_Work to complete_:
Collect each line in the listing below that contains the string "meat", using a case-sensitive match.

*** Exercise material ***

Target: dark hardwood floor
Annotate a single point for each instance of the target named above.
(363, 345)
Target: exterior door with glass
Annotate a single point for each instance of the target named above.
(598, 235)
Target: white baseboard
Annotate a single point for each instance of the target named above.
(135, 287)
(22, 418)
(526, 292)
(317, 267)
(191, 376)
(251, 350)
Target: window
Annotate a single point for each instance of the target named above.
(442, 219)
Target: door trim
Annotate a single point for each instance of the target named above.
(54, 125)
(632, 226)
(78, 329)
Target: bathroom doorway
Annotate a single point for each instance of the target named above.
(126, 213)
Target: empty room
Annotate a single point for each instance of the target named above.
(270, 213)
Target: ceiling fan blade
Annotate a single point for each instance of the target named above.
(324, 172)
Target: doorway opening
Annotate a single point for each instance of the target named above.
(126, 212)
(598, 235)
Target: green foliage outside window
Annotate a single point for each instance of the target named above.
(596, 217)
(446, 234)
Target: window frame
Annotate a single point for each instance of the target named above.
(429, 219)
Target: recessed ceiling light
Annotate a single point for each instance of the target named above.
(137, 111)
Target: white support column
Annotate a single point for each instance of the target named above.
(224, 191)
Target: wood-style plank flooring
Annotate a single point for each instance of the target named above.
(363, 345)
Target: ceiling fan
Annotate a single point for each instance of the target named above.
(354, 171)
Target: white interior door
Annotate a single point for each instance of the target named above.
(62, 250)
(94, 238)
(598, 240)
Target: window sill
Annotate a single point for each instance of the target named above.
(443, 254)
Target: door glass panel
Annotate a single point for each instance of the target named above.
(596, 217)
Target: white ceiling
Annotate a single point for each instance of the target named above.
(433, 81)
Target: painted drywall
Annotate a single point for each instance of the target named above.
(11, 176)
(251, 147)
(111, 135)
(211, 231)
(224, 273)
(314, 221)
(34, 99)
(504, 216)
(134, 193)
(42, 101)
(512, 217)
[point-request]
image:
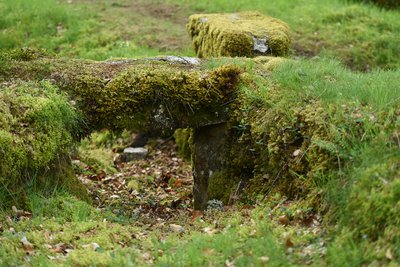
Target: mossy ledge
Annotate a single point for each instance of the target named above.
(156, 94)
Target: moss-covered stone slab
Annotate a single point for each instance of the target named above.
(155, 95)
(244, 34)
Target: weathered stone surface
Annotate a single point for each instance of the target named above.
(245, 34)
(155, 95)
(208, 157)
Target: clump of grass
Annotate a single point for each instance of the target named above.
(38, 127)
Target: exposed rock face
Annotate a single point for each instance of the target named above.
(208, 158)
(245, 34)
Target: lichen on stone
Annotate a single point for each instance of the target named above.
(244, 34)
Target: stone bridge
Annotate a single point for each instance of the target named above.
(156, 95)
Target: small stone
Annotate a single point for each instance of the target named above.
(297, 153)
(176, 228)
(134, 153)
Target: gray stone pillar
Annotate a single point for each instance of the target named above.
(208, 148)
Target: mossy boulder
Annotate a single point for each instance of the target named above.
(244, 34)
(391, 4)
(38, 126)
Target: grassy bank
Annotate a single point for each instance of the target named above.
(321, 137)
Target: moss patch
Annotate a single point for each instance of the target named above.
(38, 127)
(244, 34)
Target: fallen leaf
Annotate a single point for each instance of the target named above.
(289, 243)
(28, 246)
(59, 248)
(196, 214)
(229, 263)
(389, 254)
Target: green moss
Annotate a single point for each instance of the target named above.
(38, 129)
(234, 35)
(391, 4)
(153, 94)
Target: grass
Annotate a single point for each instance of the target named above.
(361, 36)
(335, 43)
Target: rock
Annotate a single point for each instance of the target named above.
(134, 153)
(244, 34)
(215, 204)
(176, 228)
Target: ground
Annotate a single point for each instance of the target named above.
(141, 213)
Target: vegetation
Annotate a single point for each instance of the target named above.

***
*** Exercise material ***

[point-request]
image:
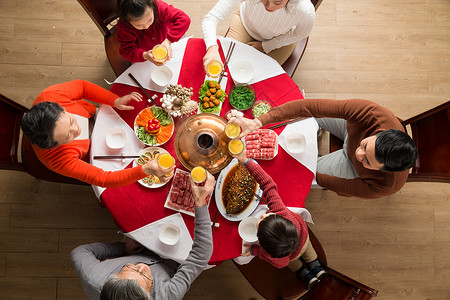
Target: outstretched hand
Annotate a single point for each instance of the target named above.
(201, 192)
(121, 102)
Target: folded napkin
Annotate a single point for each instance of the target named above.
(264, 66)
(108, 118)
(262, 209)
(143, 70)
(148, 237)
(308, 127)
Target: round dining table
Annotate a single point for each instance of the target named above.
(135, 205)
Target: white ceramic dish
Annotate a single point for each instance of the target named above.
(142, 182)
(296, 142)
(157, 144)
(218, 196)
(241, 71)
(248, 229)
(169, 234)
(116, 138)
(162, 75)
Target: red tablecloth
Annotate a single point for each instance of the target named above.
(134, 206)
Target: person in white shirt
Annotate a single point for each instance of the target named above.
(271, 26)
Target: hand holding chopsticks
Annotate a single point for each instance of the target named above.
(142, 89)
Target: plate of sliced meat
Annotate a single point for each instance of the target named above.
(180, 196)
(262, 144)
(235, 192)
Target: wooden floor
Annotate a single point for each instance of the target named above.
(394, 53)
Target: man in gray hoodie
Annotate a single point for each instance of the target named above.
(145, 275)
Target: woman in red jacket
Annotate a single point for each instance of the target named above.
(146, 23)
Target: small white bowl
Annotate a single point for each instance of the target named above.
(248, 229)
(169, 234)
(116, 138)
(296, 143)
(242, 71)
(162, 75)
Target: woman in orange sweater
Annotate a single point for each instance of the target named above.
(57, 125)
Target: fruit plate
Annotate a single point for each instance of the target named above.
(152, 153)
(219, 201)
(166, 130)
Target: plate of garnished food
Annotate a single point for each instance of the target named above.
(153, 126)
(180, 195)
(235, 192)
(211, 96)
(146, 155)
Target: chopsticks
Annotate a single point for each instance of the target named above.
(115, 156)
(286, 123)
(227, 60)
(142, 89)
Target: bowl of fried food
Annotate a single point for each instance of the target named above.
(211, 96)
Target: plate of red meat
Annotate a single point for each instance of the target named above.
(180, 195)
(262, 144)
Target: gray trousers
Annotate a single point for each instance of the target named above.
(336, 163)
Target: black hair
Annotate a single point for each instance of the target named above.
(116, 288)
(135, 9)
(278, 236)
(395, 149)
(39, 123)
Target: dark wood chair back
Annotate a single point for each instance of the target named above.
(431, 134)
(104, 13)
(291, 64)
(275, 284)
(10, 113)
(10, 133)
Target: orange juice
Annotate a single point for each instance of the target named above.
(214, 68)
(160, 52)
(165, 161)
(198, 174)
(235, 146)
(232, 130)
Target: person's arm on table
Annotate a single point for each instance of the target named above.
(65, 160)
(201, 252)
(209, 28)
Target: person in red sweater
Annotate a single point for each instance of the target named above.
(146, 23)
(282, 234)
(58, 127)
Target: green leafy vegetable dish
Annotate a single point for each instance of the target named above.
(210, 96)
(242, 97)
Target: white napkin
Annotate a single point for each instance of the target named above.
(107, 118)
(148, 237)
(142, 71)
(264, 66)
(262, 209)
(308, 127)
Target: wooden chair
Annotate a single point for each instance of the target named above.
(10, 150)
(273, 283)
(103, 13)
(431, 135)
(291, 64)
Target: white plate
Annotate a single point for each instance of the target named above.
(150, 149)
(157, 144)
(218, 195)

***
*** Exercise material ***

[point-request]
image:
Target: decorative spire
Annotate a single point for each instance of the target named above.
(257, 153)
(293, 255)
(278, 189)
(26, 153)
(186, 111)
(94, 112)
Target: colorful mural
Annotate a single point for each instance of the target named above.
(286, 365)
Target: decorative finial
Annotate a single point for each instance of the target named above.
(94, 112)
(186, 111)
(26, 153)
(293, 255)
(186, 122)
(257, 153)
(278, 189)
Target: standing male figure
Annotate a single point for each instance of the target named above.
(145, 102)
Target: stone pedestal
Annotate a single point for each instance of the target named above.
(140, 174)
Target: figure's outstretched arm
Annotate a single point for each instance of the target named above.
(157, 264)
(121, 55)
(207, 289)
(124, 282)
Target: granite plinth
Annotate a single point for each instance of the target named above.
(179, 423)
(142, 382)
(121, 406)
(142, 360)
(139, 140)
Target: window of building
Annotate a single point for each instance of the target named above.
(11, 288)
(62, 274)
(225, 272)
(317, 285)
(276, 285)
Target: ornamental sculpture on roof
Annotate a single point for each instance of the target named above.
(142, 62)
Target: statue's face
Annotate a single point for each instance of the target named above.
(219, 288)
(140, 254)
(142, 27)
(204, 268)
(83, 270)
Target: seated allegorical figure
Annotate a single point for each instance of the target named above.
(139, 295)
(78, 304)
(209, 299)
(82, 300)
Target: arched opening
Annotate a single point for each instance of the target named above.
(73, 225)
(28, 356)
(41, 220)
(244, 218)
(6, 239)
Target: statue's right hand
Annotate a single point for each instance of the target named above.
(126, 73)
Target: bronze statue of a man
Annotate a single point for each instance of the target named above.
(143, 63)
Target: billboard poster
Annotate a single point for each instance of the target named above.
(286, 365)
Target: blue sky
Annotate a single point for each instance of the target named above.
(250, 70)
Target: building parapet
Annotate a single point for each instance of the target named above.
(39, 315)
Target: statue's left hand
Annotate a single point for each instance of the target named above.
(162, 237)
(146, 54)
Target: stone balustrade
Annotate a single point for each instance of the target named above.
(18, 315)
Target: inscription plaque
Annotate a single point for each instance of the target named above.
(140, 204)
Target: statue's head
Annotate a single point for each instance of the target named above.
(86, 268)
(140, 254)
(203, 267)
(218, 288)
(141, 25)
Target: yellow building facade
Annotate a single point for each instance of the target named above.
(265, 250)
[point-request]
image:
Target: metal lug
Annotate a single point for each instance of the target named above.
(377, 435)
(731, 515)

***

_Task answer_:
Target: plate of sliced meat
Target: plate of red meat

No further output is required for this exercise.